Описание задания: Процитируйте из отрывка о Москве всё, начиная со слов «Сразу после переезда» и вниз до слов «многочисленную армию служащих.» включительно.

Раздел текста:
——————————

Владимир Муравьев - Истории московских улиц
Мальков, руководивший в Петрограде охраной Смольного, обеспечивал безопасность переезда Совнаркома и должен был организовать охрану В.И.Ленина и других членов правительства в Москве.
"Вот и Москва! - пишет Мальков. - Какая-то она, первопрестольная, ставшая ныне столицей первого в мире государства рабочих и крестьян?
В Москве я никогда ранее не бывал и ко всему присматривался с особым интересом. Надо признаться, первое впечатление было не из благоприятных. После Петрограда Москва показалась мне какой-то уж очень провинциальной, запущенной. Узкие, кривые, грязные, покрытые щербатым булыжником улицы невыгодно отличались от просторных, прямых, как стрела, проспектов Питера, одетых в брусчатку и торец. Дома были облезлые, обшарпанные. Там и здесь на стенах сохранились следы октябрь-ских пуль и снарядов. Даже в центре города, уж не говоря об окраинах, высокие пяти-, шестиэтажные каменные здания перемежались убогими деревянными домишками".
Сразу после переезда правительства в Москву коменданту было, конечно, не до осмотра окраин города, поэтому первое его впечатление о Москве складывалось от центральной части и, более того, небольшого пятачка вокруг Кремля, где надо было разместить руководителей наркоматов и многочисленную армию служащих.
"Против подъезда гостиницы "Националь", где поселились после переезда в Москву Ленин и ряд других товарищей, торчала какая-то часовня, увенчанная здоровенным крестом (часовня святого Александра Невского. - В.М.)... продолжает свое описание Москвы Мальков. - Узкая Тверская от дома генерал-губернатора, занятого теперь Моссоветом, круто сбегала вниз и устремлялась мимо "Националя", Охотного ряда, Лоскутной гостиницы прямо к перегородившей въезд на Красную площадь Иверской часовне. По обеим сторонам часовни, под сводчатыми арками, оставались лишь небольшие проходы, в каждом из которых с трудом могли разминуться две подводы. Возле Иверской постоянно толпились нищие, спекулянты, жулики, стоял неумолчный гул голосов, в воздухе висела густая брань..."
Из этого описания можно было предвидеть, какая судьба и какая "реконструкция" ожидала Москву и, в том числе, Иверскую часовню.

——————————

Список данных:
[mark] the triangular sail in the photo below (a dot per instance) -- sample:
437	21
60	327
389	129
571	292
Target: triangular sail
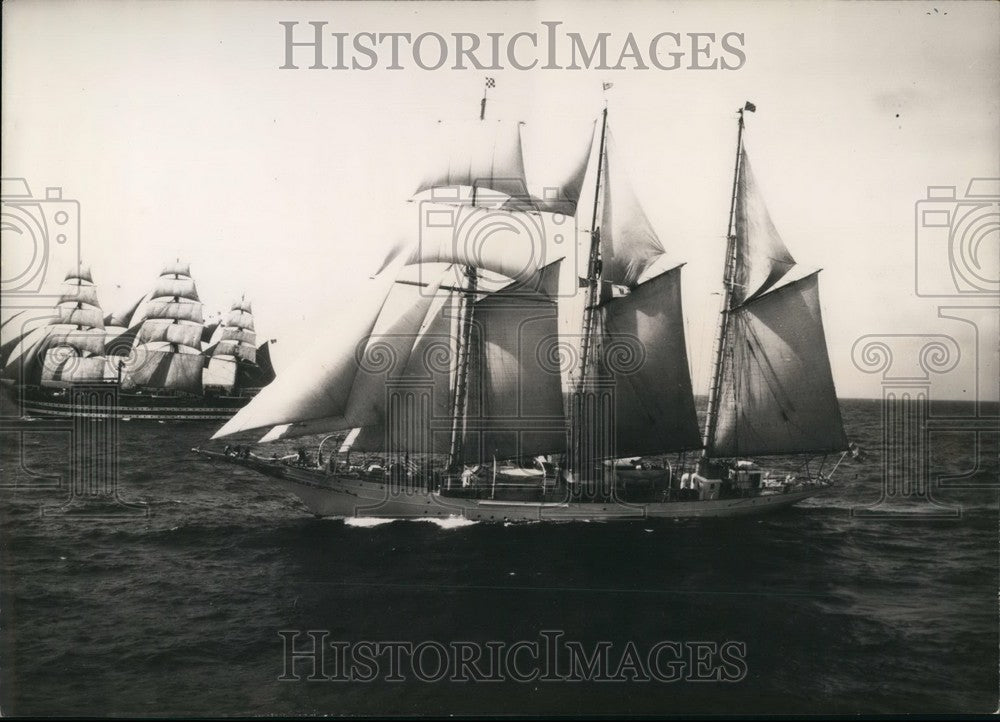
482	155
777	394
628	242
761	256
318	385
646	355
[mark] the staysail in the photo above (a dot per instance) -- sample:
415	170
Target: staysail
645	353
761	256
515	405
773	391
628	242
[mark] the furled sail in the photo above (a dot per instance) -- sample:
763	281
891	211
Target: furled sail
482	155
646	355
515	404
74	346
761	256
24	363
122	327
777	394
555	169
167	350
511	243
235	344
628	242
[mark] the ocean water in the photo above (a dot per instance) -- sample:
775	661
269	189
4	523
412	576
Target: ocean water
177	609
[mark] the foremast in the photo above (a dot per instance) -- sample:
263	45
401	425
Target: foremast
728	279
593	265
467	300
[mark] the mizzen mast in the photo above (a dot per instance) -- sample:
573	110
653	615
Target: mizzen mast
593	263
728	279
464	338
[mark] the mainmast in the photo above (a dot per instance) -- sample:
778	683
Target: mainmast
464	338
593	263
727	282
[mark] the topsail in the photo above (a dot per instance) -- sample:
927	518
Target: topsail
167	351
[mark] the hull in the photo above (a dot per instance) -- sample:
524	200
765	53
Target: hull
331	495
46	403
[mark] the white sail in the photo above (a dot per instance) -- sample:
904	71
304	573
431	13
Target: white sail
511	243
761	256
180	310
239	335
176	268
646	355
82	340
628	242
176	332
777	394
515	404
81	273
236	349
220	372
428	369
318	384
483	155
170	287
85	317
78	293
555	169
160	366
24	361
63	369
240	317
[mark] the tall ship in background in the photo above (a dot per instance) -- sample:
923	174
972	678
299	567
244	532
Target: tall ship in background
491	379
163	359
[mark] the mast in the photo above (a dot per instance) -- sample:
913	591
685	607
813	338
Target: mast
464	338
727	282
593	263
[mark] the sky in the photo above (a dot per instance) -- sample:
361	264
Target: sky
177	131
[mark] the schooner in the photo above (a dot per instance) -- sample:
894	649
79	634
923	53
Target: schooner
489	378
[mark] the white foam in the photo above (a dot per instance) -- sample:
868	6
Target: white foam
450	522
366	522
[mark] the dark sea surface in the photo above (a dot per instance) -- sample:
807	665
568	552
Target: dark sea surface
178	611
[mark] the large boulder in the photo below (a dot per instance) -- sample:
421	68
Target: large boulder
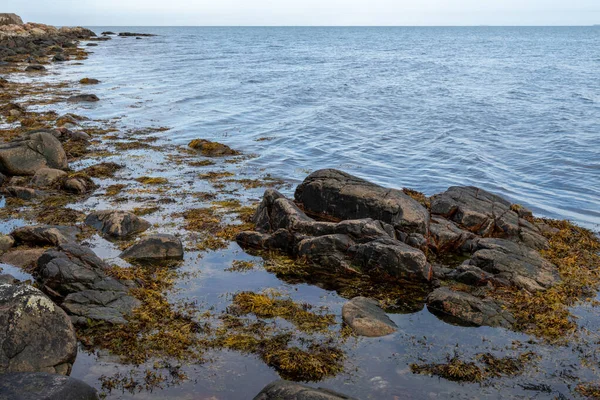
366	318
520	265
37	336
117	224
155	248
81	280
44	235
44	386
28	154
285	390
330	193
466	309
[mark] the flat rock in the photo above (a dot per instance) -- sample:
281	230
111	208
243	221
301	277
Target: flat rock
154	248
465	309
335	194
366	318
45	177
517	263
37	335
44	386
83	98
284	390
117	224
25	156
43	235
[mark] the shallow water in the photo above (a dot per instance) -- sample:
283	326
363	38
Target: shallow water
513	110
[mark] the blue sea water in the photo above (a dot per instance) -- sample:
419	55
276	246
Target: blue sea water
515	110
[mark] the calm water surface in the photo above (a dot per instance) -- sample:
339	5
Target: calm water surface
513	110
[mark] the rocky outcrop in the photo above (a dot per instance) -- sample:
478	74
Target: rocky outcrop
37	336
117	224
155	248
78	279
366	318
44	386
10	19
466	309
284	390
25	156
330	193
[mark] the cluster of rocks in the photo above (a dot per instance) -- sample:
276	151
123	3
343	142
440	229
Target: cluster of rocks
345	224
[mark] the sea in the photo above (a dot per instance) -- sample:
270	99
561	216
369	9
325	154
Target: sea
514	110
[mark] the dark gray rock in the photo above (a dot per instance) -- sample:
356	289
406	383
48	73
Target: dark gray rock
83	98
77	275
284	390
155	248
43	386
366	318
393	258
46	177
43	235
37	336
335	194
465	309
117	224
28	154
520	265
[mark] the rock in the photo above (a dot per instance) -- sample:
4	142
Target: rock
35	68
465	309
79	184
21	192
394	258
335	194
118	224
46	177
89	81
78	276
43	386
284	390
37	336
212	149
154	248
517	263
83	98
6	242
28	154
44	235
10	19
24	258
366	318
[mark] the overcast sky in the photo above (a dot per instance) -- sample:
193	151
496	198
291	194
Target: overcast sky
306	12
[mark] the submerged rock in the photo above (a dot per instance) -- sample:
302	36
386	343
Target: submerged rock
212	149
44	386
78	276
44	235
466	309
37	335
336	194
155	248
87	98
118	224
366	318
25	156
284	390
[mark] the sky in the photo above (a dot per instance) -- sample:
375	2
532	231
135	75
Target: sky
305	12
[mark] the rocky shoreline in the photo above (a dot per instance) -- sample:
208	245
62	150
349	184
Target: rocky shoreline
470	256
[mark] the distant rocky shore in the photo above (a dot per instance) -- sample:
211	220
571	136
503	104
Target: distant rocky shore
481	260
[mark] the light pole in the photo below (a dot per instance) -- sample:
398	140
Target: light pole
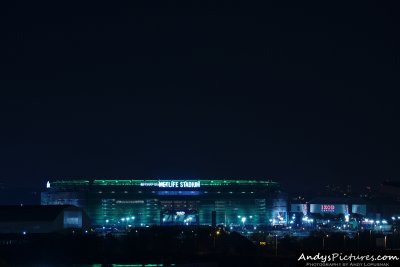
323	241
385	242
344	241
370	237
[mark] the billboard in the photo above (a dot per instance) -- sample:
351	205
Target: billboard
329	208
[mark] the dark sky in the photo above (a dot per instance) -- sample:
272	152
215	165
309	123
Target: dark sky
304	93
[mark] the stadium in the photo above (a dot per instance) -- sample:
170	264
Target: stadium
132	203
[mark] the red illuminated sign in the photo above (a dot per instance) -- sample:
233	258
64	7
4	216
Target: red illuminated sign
327	207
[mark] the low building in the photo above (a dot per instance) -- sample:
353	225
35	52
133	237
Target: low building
41	219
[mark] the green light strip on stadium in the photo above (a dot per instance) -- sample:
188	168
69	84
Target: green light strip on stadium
202	182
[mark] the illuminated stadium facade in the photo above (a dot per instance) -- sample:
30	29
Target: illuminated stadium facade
148	202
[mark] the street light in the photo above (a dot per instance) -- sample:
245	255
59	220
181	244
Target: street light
323	241
385	242
344	241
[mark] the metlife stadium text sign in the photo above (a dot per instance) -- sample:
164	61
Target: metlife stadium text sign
173	184
179	184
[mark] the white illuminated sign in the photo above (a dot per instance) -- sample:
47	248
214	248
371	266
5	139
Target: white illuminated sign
179	184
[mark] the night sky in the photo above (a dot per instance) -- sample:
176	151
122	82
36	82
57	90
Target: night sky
303	93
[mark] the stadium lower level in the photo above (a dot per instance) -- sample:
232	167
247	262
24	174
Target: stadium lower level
163	202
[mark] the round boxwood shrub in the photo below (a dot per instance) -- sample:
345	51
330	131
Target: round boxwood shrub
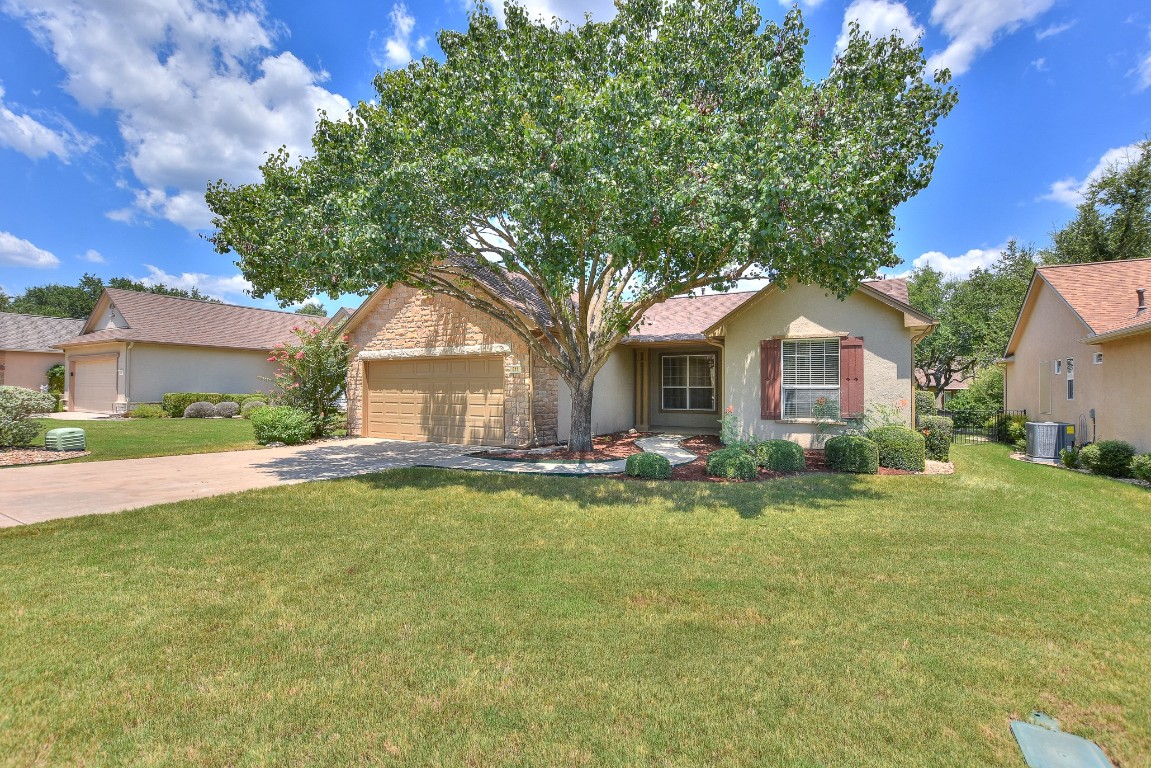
732	463
1110	457
652	466
1141	468
200	410
779	456
937	432
282	424
852	454
899	448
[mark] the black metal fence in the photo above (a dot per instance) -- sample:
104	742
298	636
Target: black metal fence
982	425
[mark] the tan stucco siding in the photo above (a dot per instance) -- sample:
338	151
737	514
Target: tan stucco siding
612	397
1125	410
402	320
806	312
21	369
1049	332
155	369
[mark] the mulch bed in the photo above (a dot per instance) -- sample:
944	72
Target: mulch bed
604	448
20	456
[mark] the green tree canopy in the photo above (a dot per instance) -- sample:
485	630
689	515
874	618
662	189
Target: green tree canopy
565	179
976	314
78	301
1114	219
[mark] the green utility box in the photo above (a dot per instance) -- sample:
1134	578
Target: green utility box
67	439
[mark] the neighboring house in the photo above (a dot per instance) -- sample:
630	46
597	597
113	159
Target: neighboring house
428	367
1081	350
135	347
25	347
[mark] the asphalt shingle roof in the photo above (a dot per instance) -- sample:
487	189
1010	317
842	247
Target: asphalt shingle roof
33	333
172	320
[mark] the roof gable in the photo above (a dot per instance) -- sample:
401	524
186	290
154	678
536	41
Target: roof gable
174	320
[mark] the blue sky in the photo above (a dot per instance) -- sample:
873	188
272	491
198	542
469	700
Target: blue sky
114	115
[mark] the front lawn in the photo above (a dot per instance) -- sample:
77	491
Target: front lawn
140	438
441	618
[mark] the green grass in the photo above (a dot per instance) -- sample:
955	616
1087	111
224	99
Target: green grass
140	438
441	618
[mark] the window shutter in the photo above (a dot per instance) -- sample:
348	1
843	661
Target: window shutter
851	366
769	379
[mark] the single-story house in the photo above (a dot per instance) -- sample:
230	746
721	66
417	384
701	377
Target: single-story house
1081	350
428	367
135	347
25	347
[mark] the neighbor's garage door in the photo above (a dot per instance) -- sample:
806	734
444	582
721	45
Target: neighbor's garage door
457	400
94	385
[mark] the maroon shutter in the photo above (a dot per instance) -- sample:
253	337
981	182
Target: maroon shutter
851	370
769	379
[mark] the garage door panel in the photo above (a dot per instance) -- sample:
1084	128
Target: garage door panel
442	400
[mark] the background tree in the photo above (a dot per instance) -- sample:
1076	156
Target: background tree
78	301
1114	219
563	180
976	314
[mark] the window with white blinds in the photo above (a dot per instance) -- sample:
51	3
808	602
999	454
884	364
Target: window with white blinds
810	372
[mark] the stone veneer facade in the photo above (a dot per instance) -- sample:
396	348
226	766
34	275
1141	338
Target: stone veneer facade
402	318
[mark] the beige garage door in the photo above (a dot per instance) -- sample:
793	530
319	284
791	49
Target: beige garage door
94	385
457	400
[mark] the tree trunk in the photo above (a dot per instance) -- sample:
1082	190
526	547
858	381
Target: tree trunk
580	438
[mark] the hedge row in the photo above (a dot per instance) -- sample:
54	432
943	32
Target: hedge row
176	402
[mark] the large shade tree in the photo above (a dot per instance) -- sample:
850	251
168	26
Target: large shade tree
565	179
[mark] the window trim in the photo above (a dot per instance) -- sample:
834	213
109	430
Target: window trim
715	383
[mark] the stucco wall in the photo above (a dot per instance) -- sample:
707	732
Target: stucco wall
612	397
402	318
1125	412
154	370
800	312
18	369
1051	332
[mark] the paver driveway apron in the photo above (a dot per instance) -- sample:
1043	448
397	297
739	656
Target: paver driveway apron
45	492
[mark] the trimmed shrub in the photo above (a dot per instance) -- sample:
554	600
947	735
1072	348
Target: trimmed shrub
1141	468
282	424
652	466
146	411
937	432
900	448
176	402
852	454
732	463
779	456
199	411
1110	457
17	405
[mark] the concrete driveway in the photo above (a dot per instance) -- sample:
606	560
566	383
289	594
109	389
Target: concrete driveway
45	492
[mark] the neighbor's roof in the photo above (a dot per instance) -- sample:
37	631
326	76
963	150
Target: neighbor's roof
35	333
685	318
172	320
1100	294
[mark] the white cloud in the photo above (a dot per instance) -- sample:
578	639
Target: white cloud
196	88
879	18
33	138
214	286
959	266
1054	29
1071	190
973	25
18	252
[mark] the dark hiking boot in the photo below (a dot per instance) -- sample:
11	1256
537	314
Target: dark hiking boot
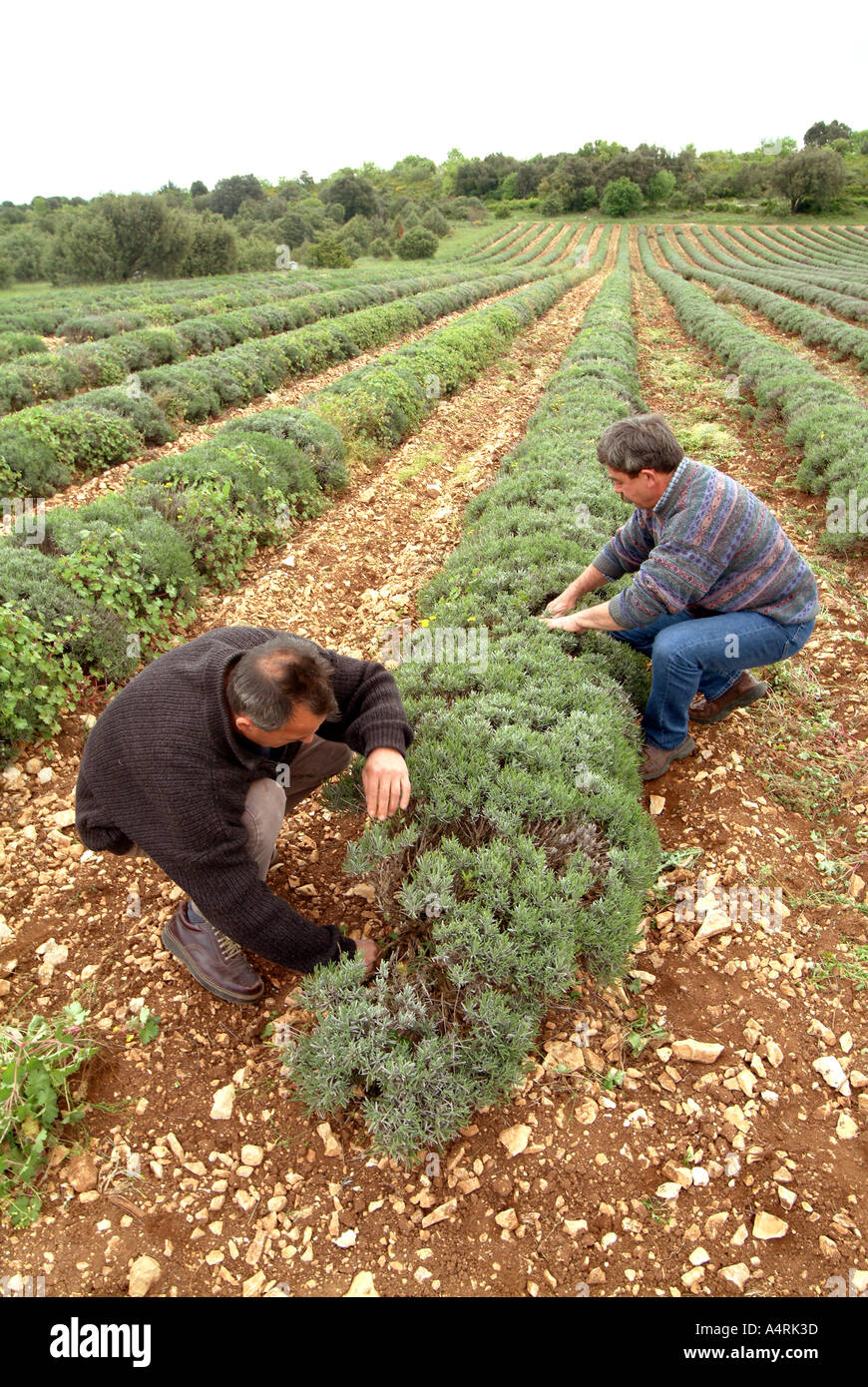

——————————

Результат ниже:
Сразу после переезда правительства в Москву коменданту было, конечно, не до осмотра окраин города, поэтому первое его впечатление о Москве складывалось от центральной части и, более того, небольшого пятачка вокруг Кремля, где надо было разместить руководителей наркоматов и многочисленную армию служащих.